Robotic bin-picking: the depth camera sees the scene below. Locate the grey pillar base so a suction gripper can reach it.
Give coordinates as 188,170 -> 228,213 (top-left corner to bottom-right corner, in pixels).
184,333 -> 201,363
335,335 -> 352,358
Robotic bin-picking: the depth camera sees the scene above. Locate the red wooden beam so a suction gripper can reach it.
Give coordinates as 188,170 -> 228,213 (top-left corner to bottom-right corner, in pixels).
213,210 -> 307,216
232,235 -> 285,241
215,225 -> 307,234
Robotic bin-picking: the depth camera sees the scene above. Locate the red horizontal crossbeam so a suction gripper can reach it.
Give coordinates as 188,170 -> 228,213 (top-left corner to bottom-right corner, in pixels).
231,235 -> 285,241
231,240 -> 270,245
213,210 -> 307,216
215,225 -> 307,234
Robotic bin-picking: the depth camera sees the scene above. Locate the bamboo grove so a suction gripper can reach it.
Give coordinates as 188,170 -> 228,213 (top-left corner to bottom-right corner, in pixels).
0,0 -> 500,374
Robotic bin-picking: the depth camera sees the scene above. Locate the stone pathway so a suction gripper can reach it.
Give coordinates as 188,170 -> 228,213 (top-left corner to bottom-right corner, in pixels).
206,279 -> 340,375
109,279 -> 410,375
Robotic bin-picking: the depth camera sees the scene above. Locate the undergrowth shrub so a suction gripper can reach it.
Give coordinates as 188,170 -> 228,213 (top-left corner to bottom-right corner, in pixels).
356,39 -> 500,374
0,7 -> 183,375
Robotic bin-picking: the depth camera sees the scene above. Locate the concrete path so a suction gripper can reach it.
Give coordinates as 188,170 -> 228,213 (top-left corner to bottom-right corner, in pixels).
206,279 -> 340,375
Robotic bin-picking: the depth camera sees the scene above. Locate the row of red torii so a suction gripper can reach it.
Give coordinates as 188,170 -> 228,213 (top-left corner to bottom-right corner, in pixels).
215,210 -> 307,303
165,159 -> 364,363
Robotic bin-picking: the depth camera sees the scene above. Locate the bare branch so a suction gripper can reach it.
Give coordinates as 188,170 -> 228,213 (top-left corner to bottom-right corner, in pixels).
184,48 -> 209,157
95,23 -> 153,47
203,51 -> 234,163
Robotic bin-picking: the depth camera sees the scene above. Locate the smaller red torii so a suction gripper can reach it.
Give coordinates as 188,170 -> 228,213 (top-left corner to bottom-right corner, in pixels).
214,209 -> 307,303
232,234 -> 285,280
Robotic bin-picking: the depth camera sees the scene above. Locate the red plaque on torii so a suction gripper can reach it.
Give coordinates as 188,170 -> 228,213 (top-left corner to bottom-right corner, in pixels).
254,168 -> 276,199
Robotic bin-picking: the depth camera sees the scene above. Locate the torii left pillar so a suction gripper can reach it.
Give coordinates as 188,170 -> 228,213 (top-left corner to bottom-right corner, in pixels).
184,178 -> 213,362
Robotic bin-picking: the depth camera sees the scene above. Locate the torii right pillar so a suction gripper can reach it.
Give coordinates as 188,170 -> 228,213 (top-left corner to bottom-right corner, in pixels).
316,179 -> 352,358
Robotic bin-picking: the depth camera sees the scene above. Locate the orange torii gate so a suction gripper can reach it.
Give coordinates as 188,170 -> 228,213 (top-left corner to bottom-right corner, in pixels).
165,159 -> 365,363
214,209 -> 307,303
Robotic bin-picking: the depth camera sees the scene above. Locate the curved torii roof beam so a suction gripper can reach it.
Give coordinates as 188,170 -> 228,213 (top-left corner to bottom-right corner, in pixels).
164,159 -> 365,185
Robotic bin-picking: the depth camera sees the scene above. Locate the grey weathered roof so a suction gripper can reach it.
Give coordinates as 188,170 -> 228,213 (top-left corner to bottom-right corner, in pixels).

• **WHAT YOU NEED TO DO**
Return the stretch of the data from the line containing "crossbeam so a suction gripper can reach it." through the line containing "0,0 -> 500,374", reproducing every line character for character.

• **RESULT OF THE EXERCISE**
Robotic bin-picking: the depth camera sees the scene above. Locate the red horizontal crossbeam so a suction gripper can reach it.
Give coordinates as 188,170 -> 228,213 (top-left corner to bottom-right corner, in pixels).
231,235 -> 285,241
231,240 -> 270,245
213,210 -> 307,216
215,225 -> 307,234
Robotic bin-picking: the depth camera sees the scene above. Locate the bamboo grove so a suction gripper can reach it.
Give coordinates as 188,170 -> 228,213 (top-left corner to bottom-right corner, in pixels).
0,0 -> 500,374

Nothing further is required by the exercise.